_TEXT SEGMENT_
This is a struggle. After the Orlando shooting I looked to see if there were any Reconciling in Christ Lutheran churches in that area. This is a designation that says, explicitly, that LGBT people are welcome in a church without reservation or condition. And I saw to my surprise that not a single Lutheran church within 50 miles of Orlando was a Reconciling in Christ church. Surely many of the churches in that area are as open and welcoming as can be. But I was suddenly very grateful that Messiah took this step and became a Reconciling in Christ church after a lengthy process. It seems like a small thing. It is a small thing. But it’s powerful to say to people who have reason to fear rejection: you do not have to take a gamble in this community if you want to come and weep and pray and seek healing. 

After all this is our faith: not that the Good News was waiting around for us to show up. But that Jesus sent people to share it—not aggressively, not with high-handed techniques, but with compassion and healing. 

Today we hear Jesus do something new in Luke’s Gospel: he sends out disciples ahead of him to proclaim the coming of the Kingdom of God on his behalf. He tells them to do this without purse for money or extra sandals for the road. Put yourselves in the debt of the people you visit. Heal their sick. Proclaim that the kingdom of God has come near. 

And he does this with a really interesting image: The harvest is plentiful but the laborers are few, so ask God to send more laborers. 

There’s a great harvest for God out there, waiting for you, so go get it. And ask for help! Don’t wait for the crop to harvest itself. 

It’s an exciting image, maybe even a comforting one. To look at the world around us and see a plentiful harvest. People who don’t know what the world can be. People who don’t know what they can be. Imagine the possibilities!

But then Jesus switches gears: See, I am sending you out like lambs into the midst of wolves. It’s a plentiful harvest out there, but also a fearsome and dangerous field.

Now of these two images, the harvest on one hand and the wolves on the other, I have no doubt which is more persuasive to Americans today. We are very anxious, even fearful of each other. We arm ourselves against each other. We don’t trust our shared institutions—schools, governments, news organizations, even churches. We view people with different political beliefs as suspicious. We have become more likely to surround ourselves with like-minded people, even at church, even in the places we choose to live. 

This is not crazy. We’ve had a frightening instance of just how persuasive fear can be just this week in our own little town. We really are strangers to each other, in so many ways. The thought that the stranger next store could be hoarding explosives or guns or whatever is the sort of thing that can keep you up at night.

And obviously this makes it hard to go beyond welcoming to inviting people into fellowship. It can feel riskier than it even is. What if this is the wrong kind of person? What if they think I’m the wrong kind of person? 

It’s a painful thought, especially on a national holiday. Must we really be alienated from each other? The Romans used to say, “Man is a wolf to man.” Must we really be wolves to each other? 

But it is this very risk, the risk of the Gospel, that helps us to see each other differently. The disciples Jesus sends out were not a “welcoming church” in the way we might think of it today. Their attitudes were surely not perfect, they harbored suspicions and fears and places of ignorance about the people around them. They didn’t go out with their own good nature, they went out with the grace of God. They didn’t go out with their own confidence, they went out with the word of Christ. They went out unarmed, as lambs, just as Jesus himself goes. Heal the sick, find the lost, share good news. They did this. And some of the people who heard from them did this for others. And some of those did the same. And someone eventually did it for us. Someone bore the risk of danger and rejection. And here we are. Amen.

_TASK REQUIREMENTS_
Duplicate everything in the sermon from "After all this" down to "compassion and healing.", word for word. The records that follow were taken from a different source than the sermon.

_INFORMATION SHOWN_
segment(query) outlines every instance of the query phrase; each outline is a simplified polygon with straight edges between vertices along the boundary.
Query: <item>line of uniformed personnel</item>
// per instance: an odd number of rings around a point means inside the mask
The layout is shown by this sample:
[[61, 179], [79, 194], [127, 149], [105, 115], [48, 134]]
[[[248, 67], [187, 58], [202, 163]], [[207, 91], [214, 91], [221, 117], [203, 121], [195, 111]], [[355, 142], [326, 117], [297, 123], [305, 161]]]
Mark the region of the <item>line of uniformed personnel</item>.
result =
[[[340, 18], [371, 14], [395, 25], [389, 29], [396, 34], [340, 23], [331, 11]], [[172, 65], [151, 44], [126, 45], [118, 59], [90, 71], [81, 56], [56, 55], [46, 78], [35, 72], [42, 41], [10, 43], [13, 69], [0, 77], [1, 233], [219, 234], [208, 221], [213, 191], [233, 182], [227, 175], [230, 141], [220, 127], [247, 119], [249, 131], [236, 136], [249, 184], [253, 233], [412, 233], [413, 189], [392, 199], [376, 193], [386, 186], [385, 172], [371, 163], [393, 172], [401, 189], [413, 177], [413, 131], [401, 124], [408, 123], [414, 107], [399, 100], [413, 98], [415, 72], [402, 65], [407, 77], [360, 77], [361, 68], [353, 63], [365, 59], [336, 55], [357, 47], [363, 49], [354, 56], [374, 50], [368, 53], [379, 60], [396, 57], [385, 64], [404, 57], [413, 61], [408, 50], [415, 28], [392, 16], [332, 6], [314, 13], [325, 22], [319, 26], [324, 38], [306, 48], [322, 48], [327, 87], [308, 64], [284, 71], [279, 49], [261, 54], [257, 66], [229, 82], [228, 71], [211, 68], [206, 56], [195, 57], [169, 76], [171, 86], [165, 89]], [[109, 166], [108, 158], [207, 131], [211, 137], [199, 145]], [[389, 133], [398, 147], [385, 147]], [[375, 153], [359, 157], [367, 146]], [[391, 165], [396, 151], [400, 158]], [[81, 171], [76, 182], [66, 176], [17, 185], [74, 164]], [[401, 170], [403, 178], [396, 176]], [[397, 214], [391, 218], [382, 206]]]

_EXPECTED ANSWER_
After all this is our faith: not that the Good News was waiting around for us to show up. But that Jesus sent people to share it—not aggressively, not with high-handed techniques, but with compassion and healing.